-- START OF SUPPLIED TEXT --

I read an excellent post recently which I featured on my weekly round up a few weeks back. It was so on my wavelength that I've thought about the topic a lot since reading it. The author wrote about how she was running in to constant critism about allowing her son to have long hair, and people using this as a reason to say she would 'make him gay'.

As the mother to a very happy 19 month old little boy, this is an arguement I am already used to having and something that makes me see red frequently. Joshua has very thin hair, in fact it wasn't until he got to about 15 months that he lost that new baby look with regards to his bald looking head (he wasn't actually bald, just had very thin hair. OK and he didn't really have a lot of hair, but he wasn't bald!) and so since then as it's been growing and getting thicker I want to cherish it. My son now looks like a little boy with lovely fine blonde hair and it's quite whispy in places, around his ears it even curls. We have been asked when we will be cutting his hair a lot in the past few months. The whole smirking "isn't it time he had a hair cut" thing is wearing very thin. Both me and his Daddy want him to grow his hair, he will look beautiful with it all loosely curling at the bottom and as the original article stated; it's not long before he will be choosing how his own hair is cut but until then the choice is mine and I like it like this. Luckily so does his Daddy. Although we haven't directly had any remarks about the length of his hair making him gay, there have been other things.

-- END OF SUPPLIED TEXT --
-- START OF DATA ENTRIES --

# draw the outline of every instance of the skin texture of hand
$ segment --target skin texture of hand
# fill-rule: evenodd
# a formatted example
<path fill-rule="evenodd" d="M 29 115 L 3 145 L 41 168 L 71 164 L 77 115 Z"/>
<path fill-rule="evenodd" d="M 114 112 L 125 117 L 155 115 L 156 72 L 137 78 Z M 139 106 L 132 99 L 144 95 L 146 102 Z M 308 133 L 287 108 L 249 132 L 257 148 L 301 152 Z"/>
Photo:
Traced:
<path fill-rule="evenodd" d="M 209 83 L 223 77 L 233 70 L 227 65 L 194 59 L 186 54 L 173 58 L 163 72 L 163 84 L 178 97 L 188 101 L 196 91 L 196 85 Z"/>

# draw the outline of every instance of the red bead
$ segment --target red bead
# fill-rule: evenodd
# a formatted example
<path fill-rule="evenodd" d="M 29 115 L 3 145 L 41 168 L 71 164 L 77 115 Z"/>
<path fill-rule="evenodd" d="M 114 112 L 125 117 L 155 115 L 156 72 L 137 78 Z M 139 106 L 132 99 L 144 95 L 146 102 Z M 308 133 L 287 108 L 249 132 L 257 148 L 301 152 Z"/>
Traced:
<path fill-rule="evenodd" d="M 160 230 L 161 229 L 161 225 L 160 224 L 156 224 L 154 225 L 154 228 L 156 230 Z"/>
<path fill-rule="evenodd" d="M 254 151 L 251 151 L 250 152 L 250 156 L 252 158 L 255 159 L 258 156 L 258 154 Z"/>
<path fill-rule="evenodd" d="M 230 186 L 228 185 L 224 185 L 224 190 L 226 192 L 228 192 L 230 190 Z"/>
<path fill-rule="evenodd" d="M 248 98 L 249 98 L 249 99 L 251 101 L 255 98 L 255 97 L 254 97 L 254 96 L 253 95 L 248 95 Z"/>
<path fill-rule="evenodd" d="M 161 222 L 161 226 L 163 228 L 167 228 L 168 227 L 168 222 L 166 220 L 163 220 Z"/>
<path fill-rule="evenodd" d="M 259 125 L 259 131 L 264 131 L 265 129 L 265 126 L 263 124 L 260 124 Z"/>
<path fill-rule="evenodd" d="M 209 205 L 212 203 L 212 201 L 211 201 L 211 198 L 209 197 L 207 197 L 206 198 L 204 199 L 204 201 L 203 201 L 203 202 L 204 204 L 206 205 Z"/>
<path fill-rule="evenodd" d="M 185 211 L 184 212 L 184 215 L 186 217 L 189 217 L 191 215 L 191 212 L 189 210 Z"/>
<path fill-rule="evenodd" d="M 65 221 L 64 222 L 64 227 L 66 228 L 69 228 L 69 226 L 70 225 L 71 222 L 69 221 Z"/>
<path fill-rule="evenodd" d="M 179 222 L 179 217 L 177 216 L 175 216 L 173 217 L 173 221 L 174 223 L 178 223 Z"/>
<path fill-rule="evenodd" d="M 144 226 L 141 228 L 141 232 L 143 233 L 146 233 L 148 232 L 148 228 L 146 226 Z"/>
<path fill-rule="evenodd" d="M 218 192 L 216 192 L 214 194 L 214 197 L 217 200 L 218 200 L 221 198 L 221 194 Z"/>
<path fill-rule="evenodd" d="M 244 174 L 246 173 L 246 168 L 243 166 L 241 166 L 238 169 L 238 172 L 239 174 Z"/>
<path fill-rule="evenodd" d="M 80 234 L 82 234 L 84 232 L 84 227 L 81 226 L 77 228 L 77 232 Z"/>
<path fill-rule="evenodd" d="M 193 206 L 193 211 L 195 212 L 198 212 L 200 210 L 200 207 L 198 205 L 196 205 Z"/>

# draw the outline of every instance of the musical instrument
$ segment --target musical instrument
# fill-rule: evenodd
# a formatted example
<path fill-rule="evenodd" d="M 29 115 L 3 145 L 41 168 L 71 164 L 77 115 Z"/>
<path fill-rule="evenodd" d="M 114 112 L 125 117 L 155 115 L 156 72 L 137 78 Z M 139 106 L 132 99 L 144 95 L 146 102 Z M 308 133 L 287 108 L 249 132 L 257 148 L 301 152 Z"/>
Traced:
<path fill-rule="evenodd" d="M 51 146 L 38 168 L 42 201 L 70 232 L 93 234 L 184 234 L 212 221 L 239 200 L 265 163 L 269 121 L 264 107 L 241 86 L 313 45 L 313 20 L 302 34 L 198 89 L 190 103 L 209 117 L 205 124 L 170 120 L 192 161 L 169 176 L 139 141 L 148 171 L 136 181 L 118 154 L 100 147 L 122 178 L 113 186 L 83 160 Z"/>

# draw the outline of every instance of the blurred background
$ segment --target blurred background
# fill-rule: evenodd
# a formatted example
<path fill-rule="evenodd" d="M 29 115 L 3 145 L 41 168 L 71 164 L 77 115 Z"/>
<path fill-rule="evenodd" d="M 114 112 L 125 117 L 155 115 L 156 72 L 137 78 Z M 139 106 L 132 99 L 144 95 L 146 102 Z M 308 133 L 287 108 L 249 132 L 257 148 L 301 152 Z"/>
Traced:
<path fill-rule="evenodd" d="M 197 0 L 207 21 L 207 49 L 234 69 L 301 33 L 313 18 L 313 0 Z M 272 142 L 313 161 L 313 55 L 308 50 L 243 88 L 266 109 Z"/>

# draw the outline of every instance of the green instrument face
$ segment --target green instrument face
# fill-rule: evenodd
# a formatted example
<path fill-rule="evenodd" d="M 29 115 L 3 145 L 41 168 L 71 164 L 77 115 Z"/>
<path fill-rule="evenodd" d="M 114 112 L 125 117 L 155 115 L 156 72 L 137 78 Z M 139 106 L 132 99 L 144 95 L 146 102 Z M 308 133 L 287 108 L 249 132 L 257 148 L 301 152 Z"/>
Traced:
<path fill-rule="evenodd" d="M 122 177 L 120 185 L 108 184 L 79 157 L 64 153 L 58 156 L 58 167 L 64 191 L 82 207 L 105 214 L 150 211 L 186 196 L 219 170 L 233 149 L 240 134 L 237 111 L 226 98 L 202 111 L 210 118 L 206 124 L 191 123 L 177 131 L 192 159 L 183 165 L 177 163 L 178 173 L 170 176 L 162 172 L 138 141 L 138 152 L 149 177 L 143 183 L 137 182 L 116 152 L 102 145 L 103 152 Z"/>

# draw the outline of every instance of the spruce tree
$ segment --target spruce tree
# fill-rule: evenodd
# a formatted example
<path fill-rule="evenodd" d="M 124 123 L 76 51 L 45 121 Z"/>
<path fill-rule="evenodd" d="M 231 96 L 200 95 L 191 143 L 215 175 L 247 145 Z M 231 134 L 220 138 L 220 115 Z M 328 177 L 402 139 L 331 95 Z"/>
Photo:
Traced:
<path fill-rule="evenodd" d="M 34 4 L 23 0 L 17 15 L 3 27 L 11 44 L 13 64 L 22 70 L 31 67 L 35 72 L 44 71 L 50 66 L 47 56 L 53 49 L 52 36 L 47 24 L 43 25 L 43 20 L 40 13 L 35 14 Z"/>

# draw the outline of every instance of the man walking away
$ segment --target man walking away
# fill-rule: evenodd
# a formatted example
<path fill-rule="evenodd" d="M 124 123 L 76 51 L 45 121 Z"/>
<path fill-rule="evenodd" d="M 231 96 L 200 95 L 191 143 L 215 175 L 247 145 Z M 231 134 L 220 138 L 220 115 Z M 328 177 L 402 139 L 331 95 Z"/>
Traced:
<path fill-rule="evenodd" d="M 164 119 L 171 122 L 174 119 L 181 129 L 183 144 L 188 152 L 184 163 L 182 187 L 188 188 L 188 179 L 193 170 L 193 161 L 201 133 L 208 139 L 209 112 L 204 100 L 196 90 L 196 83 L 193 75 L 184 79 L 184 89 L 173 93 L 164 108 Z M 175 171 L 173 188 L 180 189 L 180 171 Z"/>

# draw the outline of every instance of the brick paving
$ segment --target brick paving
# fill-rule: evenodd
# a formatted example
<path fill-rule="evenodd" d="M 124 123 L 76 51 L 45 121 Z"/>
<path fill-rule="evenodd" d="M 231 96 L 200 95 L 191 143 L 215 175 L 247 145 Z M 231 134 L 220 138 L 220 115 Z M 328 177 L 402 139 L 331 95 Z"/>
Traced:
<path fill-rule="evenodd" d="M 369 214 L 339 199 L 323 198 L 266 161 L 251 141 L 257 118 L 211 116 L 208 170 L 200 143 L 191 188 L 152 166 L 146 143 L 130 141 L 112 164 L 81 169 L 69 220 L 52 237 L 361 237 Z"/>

-- END OF DATA ENTRIES --
-- START OF DATA ENTRIES --

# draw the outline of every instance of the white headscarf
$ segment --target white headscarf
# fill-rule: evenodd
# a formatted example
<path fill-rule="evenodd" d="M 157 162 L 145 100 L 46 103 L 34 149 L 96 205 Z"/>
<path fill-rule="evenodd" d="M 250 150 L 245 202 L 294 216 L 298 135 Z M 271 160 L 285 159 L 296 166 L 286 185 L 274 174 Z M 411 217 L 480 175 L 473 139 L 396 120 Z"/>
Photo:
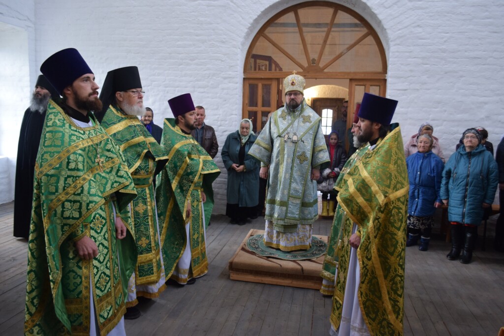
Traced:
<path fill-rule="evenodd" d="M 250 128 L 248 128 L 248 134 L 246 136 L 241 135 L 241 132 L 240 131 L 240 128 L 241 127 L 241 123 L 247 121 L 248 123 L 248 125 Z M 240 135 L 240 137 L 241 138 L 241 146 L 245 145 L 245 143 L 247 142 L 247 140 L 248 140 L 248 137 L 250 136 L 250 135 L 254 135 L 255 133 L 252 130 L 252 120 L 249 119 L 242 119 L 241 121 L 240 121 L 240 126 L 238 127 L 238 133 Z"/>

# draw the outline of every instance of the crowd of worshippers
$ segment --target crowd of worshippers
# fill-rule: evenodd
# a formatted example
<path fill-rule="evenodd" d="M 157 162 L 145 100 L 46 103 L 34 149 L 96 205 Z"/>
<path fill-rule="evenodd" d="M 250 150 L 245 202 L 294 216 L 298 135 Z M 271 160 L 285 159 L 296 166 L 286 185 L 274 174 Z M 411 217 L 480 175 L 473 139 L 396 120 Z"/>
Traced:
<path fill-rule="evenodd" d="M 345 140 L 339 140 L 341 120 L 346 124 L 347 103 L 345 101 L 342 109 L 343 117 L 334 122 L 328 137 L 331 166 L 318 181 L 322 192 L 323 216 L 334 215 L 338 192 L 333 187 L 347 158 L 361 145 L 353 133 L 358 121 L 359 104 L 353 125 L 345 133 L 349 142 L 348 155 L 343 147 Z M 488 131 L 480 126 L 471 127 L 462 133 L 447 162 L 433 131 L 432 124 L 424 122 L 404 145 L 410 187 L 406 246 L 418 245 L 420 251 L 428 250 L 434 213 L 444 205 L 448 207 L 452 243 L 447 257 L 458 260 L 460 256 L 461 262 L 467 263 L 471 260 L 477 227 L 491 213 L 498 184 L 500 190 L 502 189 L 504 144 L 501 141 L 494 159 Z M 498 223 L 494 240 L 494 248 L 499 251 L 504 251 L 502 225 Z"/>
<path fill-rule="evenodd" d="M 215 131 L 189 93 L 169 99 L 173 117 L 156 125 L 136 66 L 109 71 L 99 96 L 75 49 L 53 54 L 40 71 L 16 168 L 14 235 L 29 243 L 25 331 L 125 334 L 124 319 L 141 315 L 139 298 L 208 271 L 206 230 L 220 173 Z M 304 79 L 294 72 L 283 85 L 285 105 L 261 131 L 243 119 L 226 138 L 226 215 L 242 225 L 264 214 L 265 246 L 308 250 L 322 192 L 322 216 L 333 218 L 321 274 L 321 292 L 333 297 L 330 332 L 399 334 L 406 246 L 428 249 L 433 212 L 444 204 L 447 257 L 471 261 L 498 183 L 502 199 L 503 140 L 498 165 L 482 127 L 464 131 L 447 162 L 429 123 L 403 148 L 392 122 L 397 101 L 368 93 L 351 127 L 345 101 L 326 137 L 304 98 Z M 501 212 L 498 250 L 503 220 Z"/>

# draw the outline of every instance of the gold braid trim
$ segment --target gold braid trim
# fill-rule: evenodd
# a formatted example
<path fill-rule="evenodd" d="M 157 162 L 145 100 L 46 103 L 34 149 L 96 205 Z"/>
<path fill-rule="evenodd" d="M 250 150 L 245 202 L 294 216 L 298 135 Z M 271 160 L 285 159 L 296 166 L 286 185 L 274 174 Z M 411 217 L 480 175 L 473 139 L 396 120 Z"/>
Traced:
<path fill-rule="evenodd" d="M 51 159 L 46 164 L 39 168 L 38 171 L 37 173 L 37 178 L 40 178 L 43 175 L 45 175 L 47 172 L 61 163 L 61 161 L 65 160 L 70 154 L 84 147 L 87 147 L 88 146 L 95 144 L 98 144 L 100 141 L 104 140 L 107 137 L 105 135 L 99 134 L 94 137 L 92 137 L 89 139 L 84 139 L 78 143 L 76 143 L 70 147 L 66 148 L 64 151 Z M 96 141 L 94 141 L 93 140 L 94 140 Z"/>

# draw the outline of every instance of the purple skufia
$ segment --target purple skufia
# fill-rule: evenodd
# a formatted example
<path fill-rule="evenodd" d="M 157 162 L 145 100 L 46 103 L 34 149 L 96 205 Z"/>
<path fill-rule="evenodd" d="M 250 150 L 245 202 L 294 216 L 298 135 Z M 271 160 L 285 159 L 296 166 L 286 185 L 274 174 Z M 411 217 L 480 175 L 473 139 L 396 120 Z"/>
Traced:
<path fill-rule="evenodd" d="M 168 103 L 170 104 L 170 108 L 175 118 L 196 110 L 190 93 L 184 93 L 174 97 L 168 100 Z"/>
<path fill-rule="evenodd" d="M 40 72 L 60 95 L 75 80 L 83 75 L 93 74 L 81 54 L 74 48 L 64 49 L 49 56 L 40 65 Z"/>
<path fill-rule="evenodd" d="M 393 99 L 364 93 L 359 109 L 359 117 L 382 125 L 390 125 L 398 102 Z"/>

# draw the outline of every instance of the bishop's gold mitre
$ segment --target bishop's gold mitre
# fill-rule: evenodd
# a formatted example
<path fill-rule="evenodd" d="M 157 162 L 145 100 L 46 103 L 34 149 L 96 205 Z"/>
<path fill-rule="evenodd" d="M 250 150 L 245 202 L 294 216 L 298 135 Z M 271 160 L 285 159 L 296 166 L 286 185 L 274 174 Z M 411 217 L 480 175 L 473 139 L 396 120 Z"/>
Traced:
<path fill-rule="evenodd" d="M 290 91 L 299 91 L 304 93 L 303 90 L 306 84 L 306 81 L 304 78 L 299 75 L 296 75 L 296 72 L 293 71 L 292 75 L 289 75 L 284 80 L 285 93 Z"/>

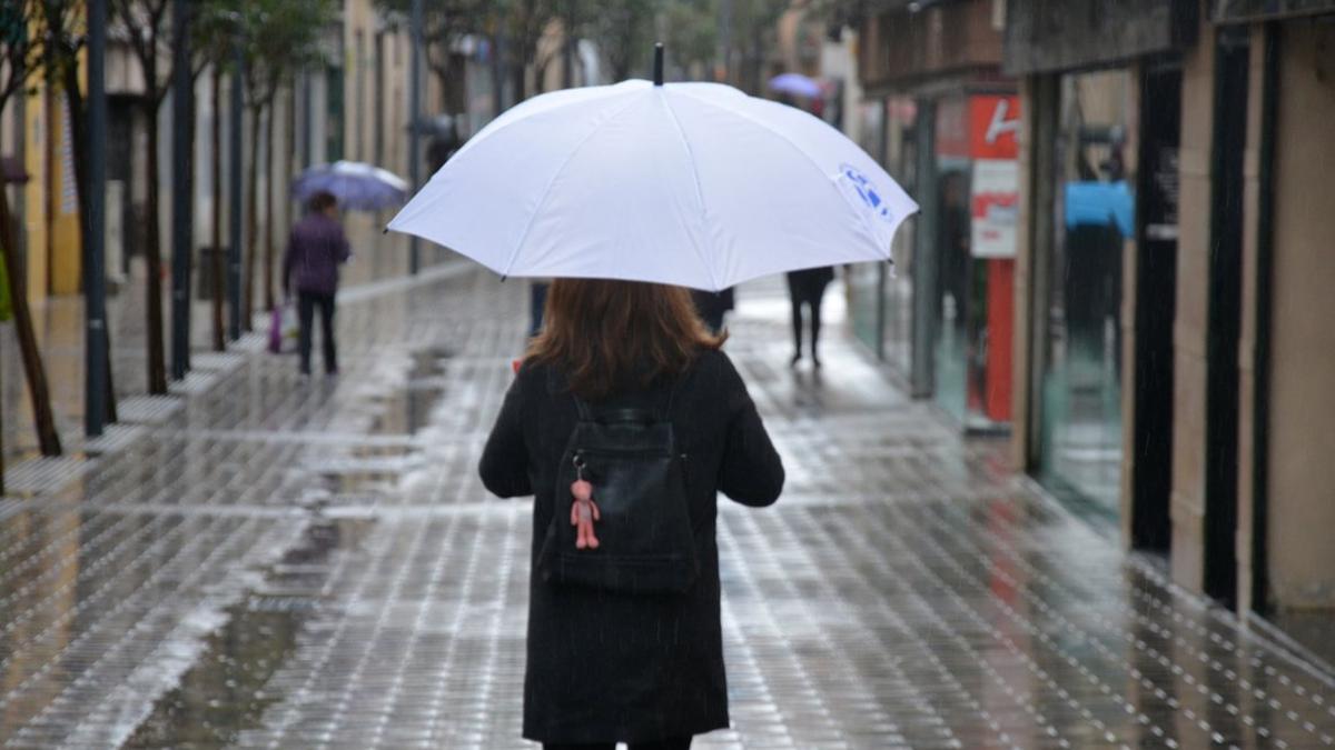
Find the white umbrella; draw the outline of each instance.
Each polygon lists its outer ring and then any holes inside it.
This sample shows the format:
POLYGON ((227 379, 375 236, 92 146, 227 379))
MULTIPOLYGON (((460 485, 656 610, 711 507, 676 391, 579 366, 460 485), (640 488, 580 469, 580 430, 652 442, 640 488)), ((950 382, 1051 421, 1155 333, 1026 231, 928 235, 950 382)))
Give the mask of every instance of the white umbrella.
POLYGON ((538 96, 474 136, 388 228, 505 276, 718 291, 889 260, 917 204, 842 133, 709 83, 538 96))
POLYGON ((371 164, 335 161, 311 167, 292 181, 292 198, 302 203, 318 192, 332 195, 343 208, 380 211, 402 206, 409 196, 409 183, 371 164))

-- END OF DATA ENTRIES --
-- START OF DATA ENTRIES --

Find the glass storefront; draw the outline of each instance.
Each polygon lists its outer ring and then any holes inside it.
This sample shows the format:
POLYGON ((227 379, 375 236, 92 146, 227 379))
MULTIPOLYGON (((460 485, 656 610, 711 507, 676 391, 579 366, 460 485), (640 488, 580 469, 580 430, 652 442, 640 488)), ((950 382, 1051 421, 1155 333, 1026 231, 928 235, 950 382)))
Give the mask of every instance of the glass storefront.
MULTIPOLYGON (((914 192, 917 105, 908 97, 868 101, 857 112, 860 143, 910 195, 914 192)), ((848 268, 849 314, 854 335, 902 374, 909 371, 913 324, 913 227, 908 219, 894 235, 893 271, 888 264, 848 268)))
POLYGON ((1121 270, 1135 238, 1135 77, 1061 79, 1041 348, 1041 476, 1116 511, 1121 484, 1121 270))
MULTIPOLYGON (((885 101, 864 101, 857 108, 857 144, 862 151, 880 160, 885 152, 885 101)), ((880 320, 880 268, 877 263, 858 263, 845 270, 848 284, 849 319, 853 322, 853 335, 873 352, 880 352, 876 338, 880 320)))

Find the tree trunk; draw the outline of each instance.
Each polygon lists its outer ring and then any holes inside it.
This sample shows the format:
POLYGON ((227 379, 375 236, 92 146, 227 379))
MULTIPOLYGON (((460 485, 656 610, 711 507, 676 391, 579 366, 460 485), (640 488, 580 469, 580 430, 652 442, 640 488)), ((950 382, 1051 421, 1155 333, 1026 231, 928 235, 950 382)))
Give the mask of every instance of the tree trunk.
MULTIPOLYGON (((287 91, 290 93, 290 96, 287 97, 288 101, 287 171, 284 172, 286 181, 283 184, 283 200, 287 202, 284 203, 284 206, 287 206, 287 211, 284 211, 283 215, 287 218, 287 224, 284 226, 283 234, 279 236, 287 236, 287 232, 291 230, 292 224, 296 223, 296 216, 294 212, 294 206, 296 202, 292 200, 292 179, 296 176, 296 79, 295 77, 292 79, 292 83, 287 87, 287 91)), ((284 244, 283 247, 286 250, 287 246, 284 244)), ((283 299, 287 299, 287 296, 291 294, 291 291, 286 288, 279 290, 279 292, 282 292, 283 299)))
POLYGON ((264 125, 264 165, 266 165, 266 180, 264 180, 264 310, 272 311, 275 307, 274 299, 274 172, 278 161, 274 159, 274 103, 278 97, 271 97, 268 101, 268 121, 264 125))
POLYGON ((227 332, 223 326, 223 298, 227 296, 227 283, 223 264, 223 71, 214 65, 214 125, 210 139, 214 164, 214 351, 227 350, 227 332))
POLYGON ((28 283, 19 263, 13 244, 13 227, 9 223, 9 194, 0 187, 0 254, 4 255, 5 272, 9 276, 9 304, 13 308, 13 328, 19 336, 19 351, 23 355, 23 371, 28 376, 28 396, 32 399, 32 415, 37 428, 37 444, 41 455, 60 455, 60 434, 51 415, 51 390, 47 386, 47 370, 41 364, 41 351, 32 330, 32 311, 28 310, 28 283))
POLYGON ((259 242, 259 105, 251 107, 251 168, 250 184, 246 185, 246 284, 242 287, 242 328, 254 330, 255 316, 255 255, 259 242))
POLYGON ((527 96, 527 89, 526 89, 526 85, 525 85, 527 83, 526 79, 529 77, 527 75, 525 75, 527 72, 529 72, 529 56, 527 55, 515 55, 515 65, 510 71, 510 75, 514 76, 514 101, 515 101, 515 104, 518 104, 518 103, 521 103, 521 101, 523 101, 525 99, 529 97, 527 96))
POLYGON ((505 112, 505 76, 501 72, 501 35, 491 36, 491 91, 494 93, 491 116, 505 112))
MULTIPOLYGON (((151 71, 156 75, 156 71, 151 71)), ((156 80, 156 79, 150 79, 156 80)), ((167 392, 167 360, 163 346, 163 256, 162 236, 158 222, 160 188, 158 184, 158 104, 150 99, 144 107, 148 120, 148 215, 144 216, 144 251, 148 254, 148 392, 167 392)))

-- END OF DATA ENTRIES --

** COMPLETE THE FOLLOWING **
1) In the post about Joshua's hair, how old is Joshua?
2) Give every adjective that comes right before the word "hair" in the sentence of the post about Joshua's hair that begins "My son now looks like a little boy."
3) Carry on the post about Joshua's hair from its final sentence.

** ANSWERS FOR THE EXERCISE **
1) 19 months

2) lovely, fine, blonde

3)
Joshua's hair as it's beginning to curl

My son is like any other toddler, he runs wild, he likes to be free to go where he wants (in the house, obviously I don't let my not even two year old roam the streets!) and likes his newly found sense of freedom (which only amounts to choosing if he eats his food or what he plays with, but it's freedom to him which is what counts!). Part of his innocence and freedom means that he plays with dolls. Well one doll to be exact. Although it's a freaky looking thing, and would frighten even the hardest of 'Chucky' fans, he has enjoyed playing with this doll and it's not something I am adverse to. Going to the whole extreme of gender neutralisation is not what I am going for, thats not for me or my son. I know many blogging parents do this and I'm not critisising or judging, but it's just not for us. But I don't restrict things like toys etc as I don't think it makes a difference and even if he is five and playing with dolls, who cares. If he's happy so am I. So he's played with the doll, and really enjoyed it. Then we went to a play centre recently and I couldn't get the bright red and yellow dolly pram out of his hands the whole time we were there. Although he seemed to find it more fun ramming it in to my legs, he still liked putting the dolly in and pushing her around, all be it frantically. Again, it made him happy so there was nothing wrong with it.

At home he loves nothing better than to dig out old handbags of mine and walk around with them on his shoulder. He fills them up with his worldy posessions-building blocks, juice and happyland people and he wonders from room to room emptying the bag and re-filling it before putting it safely back on his shoulder. This to me is something he sees me do very regularly and he is only mimicking what mummy does.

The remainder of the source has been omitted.